■ **GIVEN EXERCISE**
Begin at the line that contains "Camera-trap review: tag the pond" and repeat every line from there to the end of the records below, inclusive, without adding any other line.

■ **MATERIAL FOR THIS EXERCISE**
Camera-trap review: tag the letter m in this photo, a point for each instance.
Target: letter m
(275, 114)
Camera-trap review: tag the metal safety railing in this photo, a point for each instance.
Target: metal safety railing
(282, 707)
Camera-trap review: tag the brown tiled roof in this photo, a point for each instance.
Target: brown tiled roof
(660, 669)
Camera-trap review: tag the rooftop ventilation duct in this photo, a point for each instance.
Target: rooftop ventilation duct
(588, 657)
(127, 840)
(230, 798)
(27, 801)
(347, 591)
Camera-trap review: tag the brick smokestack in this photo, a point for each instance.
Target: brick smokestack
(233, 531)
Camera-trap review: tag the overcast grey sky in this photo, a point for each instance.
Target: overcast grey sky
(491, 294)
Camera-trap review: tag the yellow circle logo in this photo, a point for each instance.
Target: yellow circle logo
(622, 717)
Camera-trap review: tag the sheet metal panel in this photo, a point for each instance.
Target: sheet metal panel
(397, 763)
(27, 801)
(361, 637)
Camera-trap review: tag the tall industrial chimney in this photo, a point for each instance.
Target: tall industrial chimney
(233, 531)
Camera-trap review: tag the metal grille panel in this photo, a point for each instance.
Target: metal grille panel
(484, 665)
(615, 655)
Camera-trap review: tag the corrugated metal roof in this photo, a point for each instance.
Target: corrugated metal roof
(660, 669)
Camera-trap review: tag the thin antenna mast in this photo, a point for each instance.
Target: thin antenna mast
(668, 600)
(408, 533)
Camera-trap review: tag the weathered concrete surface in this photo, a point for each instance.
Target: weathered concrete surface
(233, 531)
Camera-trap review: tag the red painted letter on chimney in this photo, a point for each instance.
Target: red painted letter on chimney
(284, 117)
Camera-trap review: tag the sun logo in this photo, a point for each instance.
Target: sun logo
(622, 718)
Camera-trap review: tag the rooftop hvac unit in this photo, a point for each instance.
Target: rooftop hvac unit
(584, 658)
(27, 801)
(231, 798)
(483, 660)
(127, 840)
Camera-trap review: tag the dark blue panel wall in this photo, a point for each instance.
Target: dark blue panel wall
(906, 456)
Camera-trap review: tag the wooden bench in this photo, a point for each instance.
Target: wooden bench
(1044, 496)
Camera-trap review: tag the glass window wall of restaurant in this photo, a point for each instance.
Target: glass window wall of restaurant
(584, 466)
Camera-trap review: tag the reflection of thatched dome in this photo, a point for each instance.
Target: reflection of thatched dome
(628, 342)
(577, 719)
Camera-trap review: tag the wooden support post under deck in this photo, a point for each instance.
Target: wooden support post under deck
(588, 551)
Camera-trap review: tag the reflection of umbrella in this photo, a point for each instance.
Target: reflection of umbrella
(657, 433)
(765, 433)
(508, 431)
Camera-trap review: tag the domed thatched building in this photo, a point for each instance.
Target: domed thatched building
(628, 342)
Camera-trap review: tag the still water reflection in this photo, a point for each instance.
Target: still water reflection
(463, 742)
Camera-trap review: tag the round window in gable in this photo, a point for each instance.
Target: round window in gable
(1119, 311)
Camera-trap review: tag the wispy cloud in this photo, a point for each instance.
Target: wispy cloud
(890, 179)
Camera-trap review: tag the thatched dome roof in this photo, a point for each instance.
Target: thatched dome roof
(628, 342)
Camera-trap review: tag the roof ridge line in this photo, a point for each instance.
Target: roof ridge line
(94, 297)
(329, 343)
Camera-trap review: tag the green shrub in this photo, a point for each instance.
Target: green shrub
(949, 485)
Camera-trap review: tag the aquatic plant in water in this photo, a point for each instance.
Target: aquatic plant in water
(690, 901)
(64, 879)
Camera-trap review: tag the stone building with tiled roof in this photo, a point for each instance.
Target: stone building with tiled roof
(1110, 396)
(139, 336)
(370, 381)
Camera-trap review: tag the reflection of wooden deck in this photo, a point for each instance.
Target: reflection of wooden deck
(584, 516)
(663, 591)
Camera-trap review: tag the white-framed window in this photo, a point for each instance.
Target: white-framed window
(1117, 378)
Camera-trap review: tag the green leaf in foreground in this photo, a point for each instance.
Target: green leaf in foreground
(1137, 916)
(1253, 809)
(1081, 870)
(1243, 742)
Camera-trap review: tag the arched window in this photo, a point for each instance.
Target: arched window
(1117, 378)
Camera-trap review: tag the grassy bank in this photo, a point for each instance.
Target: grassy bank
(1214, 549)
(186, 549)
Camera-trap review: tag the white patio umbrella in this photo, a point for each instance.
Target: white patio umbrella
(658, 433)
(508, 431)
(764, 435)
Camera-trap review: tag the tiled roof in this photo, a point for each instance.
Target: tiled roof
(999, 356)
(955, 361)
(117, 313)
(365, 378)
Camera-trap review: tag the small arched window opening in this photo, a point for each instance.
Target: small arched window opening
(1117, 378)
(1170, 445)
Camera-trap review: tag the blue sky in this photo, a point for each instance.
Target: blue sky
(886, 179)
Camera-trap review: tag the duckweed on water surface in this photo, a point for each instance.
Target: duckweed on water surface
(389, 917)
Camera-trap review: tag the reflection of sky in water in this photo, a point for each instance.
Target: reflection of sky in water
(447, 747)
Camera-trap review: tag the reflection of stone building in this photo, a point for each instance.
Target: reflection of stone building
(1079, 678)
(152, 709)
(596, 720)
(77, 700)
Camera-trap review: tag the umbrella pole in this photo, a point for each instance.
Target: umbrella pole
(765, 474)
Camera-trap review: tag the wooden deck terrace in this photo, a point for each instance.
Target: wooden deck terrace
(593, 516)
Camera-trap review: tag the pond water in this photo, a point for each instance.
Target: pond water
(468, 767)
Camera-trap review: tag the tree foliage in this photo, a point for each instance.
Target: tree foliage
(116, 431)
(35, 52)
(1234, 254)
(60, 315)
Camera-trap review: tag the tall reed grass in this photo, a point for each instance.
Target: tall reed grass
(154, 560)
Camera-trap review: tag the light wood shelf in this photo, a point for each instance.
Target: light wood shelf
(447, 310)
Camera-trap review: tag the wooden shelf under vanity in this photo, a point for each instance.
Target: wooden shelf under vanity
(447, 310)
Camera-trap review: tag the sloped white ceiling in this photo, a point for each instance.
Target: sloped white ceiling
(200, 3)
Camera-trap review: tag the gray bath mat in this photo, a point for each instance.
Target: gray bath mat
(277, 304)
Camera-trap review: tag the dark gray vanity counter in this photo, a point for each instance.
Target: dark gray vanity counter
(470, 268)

■ **WRITTEN REPLY**
Camera-trap review: tag the pond water in this photo, a point for each instance.
Target: pond water
(468, 767)
Camera-trap review: tag the tree foliage in this photo, a point for each instance.
Target: tree foliage
(116, 431)
(35, 52)
(1234, 254)
(60, 315)
Camera-trap review: tag the tall reed grass in this photo, a point for each instance.
Target: tall reed grass
(154, 560)
Camera-trap review: tag the light wood shelf in this photo, a point for each instance.
Target: light wood shelf
(447, 310)
Camera-trap review: tag the wooden shelf under vanity in this photo, a point for each instance.
Target: wooden shelf under vanity
(447, 310)
Camera-trap review: tag the sloped white ceiling in this photo, a point for each instance.
Target: sloped white ceiling
(200, 3)
Camera-trap review: tag the gray bath mat in this photo, a point for each instance.
Target: gray bath mat
(277, 304)
Camera-trap review: tag the dark gray vanity counter in this photo, a point for each instance.
Target: dark gray vanity counter
(470, 268)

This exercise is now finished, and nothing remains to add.